WHAT THE TASK REQUIRES =
Edit the lines of the data between the line holding "the blue latex" and the line holding "pixel 361 50", inclusive, changing "Target" to "Object" and keeping everything else the same. Return only those lines.

RECORDS SUPPLIED =
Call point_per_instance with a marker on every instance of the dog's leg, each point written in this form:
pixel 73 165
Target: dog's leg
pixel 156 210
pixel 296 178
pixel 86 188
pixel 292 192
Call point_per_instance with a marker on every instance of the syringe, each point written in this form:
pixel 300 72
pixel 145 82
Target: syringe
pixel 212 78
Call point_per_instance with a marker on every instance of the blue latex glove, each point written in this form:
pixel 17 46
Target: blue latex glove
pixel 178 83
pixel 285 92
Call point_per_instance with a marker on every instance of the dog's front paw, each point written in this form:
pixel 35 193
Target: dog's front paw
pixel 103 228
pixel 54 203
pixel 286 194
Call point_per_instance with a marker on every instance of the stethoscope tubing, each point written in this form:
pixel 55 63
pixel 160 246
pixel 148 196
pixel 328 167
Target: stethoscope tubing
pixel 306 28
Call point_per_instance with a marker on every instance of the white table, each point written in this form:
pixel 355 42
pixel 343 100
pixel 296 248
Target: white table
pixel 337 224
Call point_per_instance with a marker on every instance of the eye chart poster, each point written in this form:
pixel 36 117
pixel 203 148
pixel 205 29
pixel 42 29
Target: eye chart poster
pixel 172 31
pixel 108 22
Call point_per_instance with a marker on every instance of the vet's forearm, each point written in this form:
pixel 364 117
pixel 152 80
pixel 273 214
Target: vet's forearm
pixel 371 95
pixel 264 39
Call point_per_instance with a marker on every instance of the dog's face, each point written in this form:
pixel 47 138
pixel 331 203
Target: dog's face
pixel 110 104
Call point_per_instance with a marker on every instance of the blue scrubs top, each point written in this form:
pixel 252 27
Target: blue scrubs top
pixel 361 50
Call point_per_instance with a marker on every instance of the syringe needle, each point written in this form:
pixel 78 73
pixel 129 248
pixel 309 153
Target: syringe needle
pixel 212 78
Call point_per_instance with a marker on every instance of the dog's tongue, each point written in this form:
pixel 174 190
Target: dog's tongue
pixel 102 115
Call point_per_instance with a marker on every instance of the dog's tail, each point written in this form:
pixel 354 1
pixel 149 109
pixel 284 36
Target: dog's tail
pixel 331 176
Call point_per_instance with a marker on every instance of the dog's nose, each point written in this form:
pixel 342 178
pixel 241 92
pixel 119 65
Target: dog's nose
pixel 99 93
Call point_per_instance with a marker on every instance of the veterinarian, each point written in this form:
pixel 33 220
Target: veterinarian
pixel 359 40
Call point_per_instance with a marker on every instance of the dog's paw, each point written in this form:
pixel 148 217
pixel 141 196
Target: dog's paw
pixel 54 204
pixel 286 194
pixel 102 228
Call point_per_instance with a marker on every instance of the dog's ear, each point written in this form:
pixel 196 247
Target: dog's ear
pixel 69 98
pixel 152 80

TASK RESPONSE =
Call point_per_instance with a marker on every instance of the blue latex glove, each point written in this form:
pixel 17 46
Object: blue latex glove
pixel 178 83
pixel 285 92
Call point_per_instance with a marker on every instance of the dog's front paw, each point written in this form:
pixel 35 193
Object: dog's front paw
pixel 103 228
pixel 54 203
pixel 286 194
Call point_per_instance with a marker on every instance of the stethoscope tubing, each point written in this form:
pixel 55 63
pixel 160 246
pixel 148 196
pixel 328 167
Object: stethoscope tubing
pixel 306 28
Call point_per_instance with a marker on every instance of the white table, each point written in this form:
pixel 355 42
pixel 343 100
pixel 296 248
Object: white table
pixel 337 224
Call point_per_instance with a marker on every instance of the eye chart poster, each point written in this form:
pixel 36 117
pixel 203 148
pixel 205 29
pixel 42 29
Object: eye chart poster
pixel 172 31
pixel 108 22
Call point_per_instance with a marker on every instance of the vet's forearm, each point written in this form:
pixel 364 117
pixel 152 80
pixel 273 214
Object: vet's forearm
pixel 371 95
pixel 264 39
Call point_per_instance with a marker on every instance of the dog's face, each point written in this form:
pixel 47 138
pixel 331 203
Object: dog's face
pixel 110 104
Call point_per_instance with a marker on every instance of the blue scrubs top, each point written in this form:
pixel 252 27
Object: blue scrubs top
pixel 361 50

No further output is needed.